— Task objective —
Of all the entries below, retype only the lines from the one with "471L667 482L685 493L724" through the one with "negative clicks: (241, 604)", exactly as they appear.

Records from a dataset
_ _ _

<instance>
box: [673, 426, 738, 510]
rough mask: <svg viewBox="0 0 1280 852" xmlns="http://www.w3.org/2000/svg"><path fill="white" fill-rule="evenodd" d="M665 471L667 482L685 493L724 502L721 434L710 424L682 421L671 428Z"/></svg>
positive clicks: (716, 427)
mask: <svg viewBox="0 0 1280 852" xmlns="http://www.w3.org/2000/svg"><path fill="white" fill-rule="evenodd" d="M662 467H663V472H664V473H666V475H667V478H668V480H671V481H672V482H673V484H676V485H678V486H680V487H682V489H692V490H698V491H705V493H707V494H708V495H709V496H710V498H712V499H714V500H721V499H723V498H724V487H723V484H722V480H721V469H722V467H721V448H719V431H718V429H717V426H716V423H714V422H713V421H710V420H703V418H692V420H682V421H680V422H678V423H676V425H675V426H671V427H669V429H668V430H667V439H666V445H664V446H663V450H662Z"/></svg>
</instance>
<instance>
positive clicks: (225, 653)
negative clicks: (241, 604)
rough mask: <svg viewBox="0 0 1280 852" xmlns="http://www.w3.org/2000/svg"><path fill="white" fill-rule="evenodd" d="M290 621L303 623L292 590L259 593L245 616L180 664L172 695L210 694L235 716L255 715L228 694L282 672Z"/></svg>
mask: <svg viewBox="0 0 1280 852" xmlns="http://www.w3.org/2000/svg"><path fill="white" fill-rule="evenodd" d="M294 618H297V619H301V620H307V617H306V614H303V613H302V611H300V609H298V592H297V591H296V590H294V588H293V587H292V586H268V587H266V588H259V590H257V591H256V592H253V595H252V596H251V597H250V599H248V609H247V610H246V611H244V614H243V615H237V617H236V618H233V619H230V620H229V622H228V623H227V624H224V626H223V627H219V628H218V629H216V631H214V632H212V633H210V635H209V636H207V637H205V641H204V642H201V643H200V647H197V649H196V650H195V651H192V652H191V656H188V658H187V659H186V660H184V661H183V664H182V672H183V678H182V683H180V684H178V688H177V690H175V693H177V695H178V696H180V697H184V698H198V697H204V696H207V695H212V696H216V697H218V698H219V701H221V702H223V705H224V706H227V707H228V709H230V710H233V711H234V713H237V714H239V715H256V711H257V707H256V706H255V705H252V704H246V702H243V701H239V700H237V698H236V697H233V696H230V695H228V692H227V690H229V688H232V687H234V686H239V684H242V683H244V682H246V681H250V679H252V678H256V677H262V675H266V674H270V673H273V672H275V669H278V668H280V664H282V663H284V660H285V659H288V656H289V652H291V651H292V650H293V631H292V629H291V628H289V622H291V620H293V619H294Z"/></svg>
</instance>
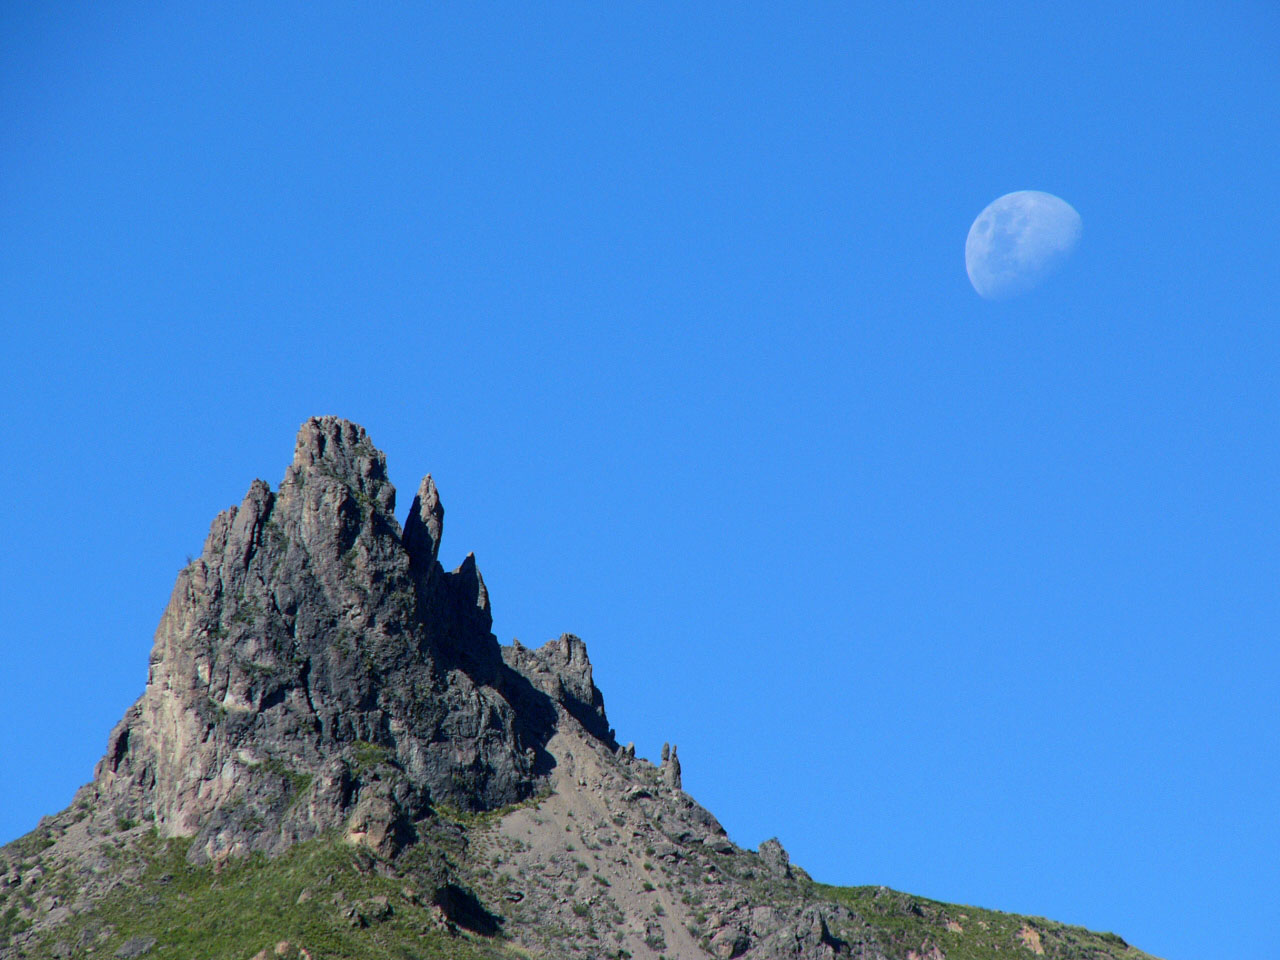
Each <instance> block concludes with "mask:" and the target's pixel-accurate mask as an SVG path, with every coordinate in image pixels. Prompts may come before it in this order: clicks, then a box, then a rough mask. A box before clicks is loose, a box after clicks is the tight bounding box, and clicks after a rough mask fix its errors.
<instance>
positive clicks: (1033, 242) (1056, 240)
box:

_ _ _

— Result of this task —
rough mask: <svg viewBox="0 0 1280 852" xmlns="http://www.w3.org/2000/svg"><path fill="white" fill-rule="evenodd" d="M665 471L667 482L685 493L724 502L721 434L710 424L682 421L671 428Z"/></svg>
positive clicks: (716, 427)
mask: <svg viewBox="0 0 1280 852" xmlns="http://www.w3.org/2000/svg"><path fill="white" fill-rule="evenodd" d="M662 467H663V472H664V473H666V475H667V478H668V480H671V481H672V482H673V484H676V485H678V486H680V487H682V489H692V490H698V491H705V493H707V494H708V495H709V496H710V498H712V499H714V500H721V499H723V498H724V487H723V484H722V480H721V469H722V467H721V448H719V431H718V429H717V426H716V423H714V422H713V421H710V420H703V418H692V420H682V421H680V422H678V423H676V425H675V426H671V427H669V429H668V430H667V439H666V445H664V446H663V450H662Z"/></svg>
</instance>
<instance>
positive clicks: (225, 653)
negative clicks: (241, 604)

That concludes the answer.